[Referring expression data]
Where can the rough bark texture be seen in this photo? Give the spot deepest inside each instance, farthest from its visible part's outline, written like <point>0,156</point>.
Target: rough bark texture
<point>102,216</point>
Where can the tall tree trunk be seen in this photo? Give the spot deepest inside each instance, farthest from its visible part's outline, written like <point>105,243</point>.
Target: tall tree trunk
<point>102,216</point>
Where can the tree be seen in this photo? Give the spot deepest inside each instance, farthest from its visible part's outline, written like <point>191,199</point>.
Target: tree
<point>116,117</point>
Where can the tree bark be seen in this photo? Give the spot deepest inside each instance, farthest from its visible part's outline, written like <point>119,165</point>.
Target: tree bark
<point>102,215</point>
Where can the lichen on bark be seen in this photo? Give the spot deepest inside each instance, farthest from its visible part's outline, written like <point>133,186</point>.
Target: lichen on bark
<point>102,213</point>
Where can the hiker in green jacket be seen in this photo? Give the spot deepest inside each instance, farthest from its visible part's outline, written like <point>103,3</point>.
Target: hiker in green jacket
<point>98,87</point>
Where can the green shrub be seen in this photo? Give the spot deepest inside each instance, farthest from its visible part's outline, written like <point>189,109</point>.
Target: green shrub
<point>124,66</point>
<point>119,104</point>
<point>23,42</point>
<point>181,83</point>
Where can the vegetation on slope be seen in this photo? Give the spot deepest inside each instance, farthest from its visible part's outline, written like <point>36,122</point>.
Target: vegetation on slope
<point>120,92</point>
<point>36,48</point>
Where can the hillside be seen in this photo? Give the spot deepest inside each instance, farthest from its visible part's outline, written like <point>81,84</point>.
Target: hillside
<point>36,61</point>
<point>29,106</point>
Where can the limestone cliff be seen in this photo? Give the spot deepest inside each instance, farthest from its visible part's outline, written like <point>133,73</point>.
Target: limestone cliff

• **WORK INSTRUCTIONS**: Collect every line above that contains the word "cliff".

• **RESULT OF THIS TASK**:
Where can the limestone cliff be seen in this photo? Give the spot deepest inside each instance, farthest from its visible part's outline, written like <point>133,73</point>.
Target: limestone cliff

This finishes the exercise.